__Exercise task__: From the items below, pull out every line that contains the word "shirt" and copy each of those lines.

(Stored items)
^^^^^^^^
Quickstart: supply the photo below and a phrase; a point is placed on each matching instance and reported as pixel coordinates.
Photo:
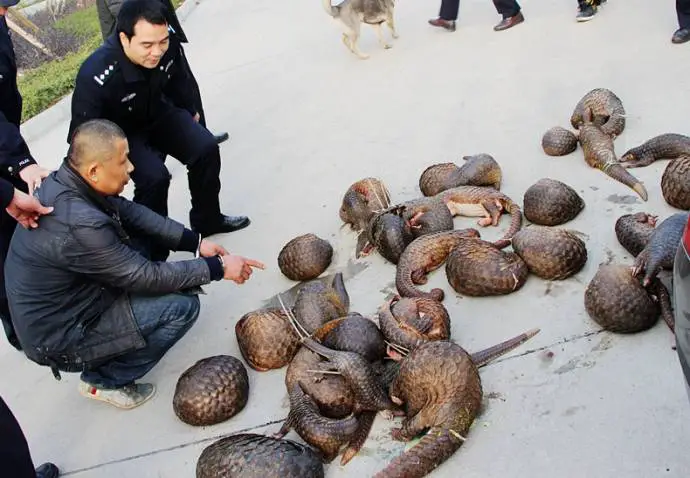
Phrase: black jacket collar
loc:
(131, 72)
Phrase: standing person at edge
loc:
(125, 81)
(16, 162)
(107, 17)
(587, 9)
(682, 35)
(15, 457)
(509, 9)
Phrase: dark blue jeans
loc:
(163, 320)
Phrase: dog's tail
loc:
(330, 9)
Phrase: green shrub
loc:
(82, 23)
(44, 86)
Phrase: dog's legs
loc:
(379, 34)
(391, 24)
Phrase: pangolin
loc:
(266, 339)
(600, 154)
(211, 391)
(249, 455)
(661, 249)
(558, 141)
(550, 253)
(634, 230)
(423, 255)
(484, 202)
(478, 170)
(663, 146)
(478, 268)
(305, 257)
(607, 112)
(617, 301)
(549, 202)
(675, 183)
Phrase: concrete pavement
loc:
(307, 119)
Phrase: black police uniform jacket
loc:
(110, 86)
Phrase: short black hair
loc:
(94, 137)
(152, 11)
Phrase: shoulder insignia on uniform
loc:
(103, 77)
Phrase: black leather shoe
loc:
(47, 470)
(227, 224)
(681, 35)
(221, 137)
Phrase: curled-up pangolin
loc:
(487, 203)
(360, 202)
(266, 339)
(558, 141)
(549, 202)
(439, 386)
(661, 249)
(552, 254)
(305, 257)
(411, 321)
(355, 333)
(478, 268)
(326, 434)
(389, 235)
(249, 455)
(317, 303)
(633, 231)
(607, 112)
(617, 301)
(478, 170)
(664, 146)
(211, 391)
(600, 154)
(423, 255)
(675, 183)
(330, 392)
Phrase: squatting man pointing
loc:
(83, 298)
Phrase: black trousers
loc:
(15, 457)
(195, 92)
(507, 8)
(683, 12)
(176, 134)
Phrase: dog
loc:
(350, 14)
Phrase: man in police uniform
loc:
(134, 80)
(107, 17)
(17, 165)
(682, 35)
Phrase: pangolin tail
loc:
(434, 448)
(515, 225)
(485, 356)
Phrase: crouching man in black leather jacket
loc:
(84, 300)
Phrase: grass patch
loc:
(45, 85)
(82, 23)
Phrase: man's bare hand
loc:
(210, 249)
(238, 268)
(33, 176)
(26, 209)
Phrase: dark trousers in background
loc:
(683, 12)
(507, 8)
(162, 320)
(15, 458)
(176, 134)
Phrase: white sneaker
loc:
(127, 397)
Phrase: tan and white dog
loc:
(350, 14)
^^^^^^^^
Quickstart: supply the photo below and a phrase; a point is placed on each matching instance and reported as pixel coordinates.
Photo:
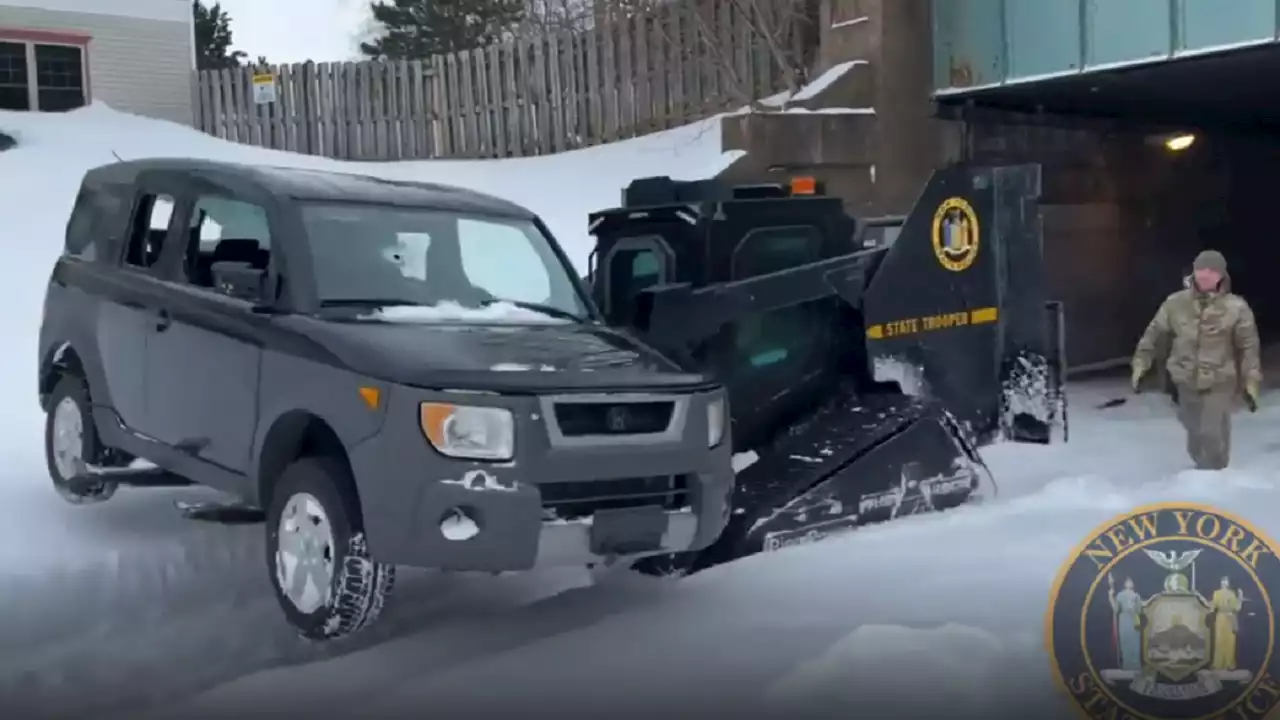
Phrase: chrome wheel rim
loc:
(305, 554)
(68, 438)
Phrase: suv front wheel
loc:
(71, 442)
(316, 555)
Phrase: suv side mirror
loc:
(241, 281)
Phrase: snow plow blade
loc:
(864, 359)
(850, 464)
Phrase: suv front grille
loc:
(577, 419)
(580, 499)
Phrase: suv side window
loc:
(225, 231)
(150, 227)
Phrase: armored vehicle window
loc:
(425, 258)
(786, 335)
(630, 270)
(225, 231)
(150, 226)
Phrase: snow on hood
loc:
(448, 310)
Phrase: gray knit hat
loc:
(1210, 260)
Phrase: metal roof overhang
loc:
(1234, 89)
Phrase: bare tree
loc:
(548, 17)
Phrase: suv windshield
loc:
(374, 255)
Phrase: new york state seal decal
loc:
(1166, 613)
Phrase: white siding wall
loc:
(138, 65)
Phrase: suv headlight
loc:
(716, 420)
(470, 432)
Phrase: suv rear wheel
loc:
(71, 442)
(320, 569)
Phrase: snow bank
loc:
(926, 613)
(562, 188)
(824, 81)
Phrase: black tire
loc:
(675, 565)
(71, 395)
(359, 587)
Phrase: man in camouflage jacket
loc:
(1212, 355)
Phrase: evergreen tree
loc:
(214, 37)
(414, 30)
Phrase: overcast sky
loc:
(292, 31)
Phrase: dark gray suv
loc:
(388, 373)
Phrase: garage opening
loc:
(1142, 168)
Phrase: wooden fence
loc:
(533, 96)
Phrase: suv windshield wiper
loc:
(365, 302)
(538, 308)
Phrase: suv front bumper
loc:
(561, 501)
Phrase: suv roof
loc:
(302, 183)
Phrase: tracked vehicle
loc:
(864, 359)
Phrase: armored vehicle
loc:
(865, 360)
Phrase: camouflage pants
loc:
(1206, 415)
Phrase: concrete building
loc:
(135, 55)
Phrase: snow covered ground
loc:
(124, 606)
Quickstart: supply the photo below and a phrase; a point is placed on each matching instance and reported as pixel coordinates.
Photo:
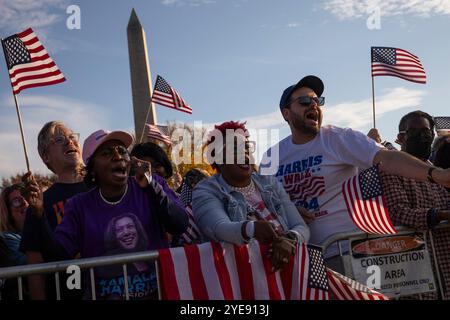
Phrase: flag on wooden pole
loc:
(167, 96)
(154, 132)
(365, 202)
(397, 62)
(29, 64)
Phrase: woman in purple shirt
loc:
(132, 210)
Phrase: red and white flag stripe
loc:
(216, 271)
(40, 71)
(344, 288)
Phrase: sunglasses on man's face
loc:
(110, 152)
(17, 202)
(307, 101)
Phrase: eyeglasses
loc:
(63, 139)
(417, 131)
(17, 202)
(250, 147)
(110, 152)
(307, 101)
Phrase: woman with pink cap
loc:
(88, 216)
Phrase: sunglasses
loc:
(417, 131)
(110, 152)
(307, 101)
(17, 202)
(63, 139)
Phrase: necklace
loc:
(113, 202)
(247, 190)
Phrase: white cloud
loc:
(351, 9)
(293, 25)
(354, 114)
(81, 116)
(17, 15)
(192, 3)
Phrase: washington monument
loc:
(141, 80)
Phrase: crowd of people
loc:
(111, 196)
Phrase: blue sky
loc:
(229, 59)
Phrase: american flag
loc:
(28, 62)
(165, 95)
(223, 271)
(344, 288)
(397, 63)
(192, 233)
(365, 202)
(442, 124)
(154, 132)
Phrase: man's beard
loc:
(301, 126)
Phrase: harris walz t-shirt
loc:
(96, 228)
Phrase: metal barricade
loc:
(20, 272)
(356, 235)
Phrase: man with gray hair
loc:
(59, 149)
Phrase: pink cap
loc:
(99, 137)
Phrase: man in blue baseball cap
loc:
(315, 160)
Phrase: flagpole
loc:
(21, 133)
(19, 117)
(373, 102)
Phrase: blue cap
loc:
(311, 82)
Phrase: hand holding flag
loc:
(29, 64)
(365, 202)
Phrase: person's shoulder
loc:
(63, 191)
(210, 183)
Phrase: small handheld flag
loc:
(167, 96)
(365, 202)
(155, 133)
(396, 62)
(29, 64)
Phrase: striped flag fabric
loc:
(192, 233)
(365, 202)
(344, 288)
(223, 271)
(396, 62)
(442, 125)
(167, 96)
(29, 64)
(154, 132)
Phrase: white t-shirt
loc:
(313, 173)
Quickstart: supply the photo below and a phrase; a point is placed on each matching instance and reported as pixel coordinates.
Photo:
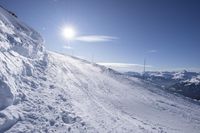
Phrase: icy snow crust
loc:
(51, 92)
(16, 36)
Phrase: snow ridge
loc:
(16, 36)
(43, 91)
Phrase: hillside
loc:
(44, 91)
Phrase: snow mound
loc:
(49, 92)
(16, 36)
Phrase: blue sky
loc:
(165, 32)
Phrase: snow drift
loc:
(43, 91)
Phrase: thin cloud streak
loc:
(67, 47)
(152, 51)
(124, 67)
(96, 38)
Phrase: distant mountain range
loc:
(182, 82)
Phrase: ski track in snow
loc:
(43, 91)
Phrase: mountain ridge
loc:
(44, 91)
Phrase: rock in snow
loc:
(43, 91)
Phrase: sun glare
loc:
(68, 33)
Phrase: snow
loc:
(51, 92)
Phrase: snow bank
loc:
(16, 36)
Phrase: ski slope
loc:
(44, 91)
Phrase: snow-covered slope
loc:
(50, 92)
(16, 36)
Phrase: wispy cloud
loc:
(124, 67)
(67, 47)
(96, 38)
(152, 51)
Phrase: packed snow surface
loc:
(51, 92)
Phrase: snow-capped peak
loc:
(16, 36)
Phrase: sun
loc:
^^^^^^^^
__Written response__:
Phrase: woman in purple shirt
Phrase: harris walz t-shirt
Phrase: white t-shirt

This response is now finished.